- _Excerpted text_
----------

Abstract

This paper integrates a quantum conception of the Planck epoch early universe with FSC model formulae and the holographic principle, to offer a reasonable explanation and solution of the cosmological constant problem. Such a solution does not appear to be achievable in cosmological models which do not integrate black hole formulae with quantum formulae such as the Stephan-Boltzmann law. As demonstrated herein, assuming a constant value of Lambda over the great span of cosmic time appears to have been a mistake. It appears that Einstein’s assumption of a constant, in terms of vacuum energy density, was not only a mistake for a statically-balanced universe, but also a mistake for a dynamically-expanding universe.

Keywords

Quantum Cosmology, Planck Scale, Cosmological Constant, Black Holes, Holographic Principle, Flat Space Cosmology, AdS-CFT, ER = EPR, Cosmology Model

Share and Cite:

1. Introduction and Background

It appears that the correct mathematical treatment of our visible universe as an expanding black hole-like global object was first successfully achieved in 2015 [1] [2] . To achieve this, a thermodynamic formula slightly different from the Hawking black hole temperature formula was necessary. This was accomplished primarily due to the incorporation of a geometric mean refinement of Hawking’s black hole temperature formula taking the following form:

$T_t\cong \frac{\hslash c^3}{8\pi G{k}_B\sqrt{M_t{M}_{pl}}}\cong \frac{\hslash c}{4\pi k_B\sqrt{R_t{R}_{pl}}}$ (1)

----------

- _Required tasks_
1. In the excerpt on the cosmological constant problem, what year is given for the first successful mathematical treatment of the visible universe as an expanding black hole-like global object?
2. Continue the excerpt on the cosmological constant problem from the point where it ends.

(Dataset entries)
----------

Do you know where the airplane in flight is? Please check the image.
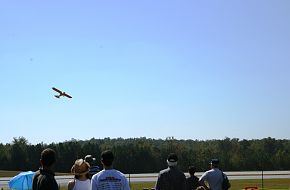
[52,87,72,98]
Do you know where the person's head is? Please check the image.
[85,154,96,166]
[40,148,56,168]
[188,166,195,176]
[101,150,114,167]
[71,159,90,179]
[167,153,178,167]
[210,158,220,168]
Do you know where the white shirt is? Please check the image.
[72,179,91,190]
[199,168,223,190]
[91,169,130,190]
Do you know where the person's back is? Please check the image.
[186,166,200,190]
[91,151,130,190]
[155,154,186,190]
[32,148,58,190]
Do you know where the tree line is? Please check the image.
[0,137,290,173]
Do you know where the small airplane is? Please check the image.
[52,87,72,98]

----------

- _Answer set_
1. 2015

2.
wherein T_t is time-dependent cosmic temperature, M_t is temperature-dependent cosmic mass, R_t is temperature-dependent cosmic Schwarzschild radius, R_pl is the Planck radius (to be defined below), and all other symbols are well-known physical constants. A stunning result was the prediction, in 2015, of today’s most precise (i.e., low uncertainty) Hubble constant measurement derived from a CMB temperature study reported in 2023 by Dhal et al. [3] . In the current paper, we will hereafter refer to Equation (1) as the Tatum et al. thermodynamic formula.

Although implied by the assumptions of the 2015 Flat Space Cosmology (FSC) model, their quantum cosmology equations were not published explicitly until 2018 [4] . These equations are repeated herein for the convenience of the reader:

$R\cong \frac{{\hslash }^{3/2}{c}^{7/2}}{32{\pi }^2{k}_B^2{T}^2{G}^{1/2}}{R}_0\cong \frac{{\hslash }^{3/2}{c}^{7/2}}{32{\pi }^2{k}_B^2{T}_0^2{G}^{1/2}}$ (2)

$H\cong \frac{32{\pi }^2{k}_B^2{T}^2{G}^{1/2}}{{\hslash }^{3/2}{c}^{5/2}}{H}_0\cong \frac{32{\pi }^2{k}_B^2{T}_0^2{G}^{1/2}}{{\hslash }^{3/2}{c}^{5/2}}$ (3)

$t\cong \frac{{\hslash }^{3/2}{c}^{5/2}}{32{\pi }^2{k}_B^2{T}^2{G}^{1/2}}{t}_0\cong \frac{{\hslash }^{3/2}{c}^{5/2}}{32{\pi }^2{k}_B^2{T}_0^2{G}^{1/2}}$ (4)

$M\cong \frac{{\hslash }^{3/2}{c}^{11/2}}{64{\pi }^2{k}_B^2{T}^2{G}^{3/2}}{M}_0\cong \frac{{\hslash }^{3/2}{c}^{11/2}}{64{\pi }^2{k}_B^2{T}_0^2{G}^{3/2}}$ (5)

$M{c}^2\cong \frac{{\hslash }^{3/2}{c}^{15/2}}{64{\pi }^2{k}_B^2{T}^2{G}^{3/2}}{M}_0{c}^2\cong \frac{{\hslash }^{3/2}{c}^{15/2}}{64{\pi }^2{k}_B^2{T}_0^2{G}^{3/2}}$ (6)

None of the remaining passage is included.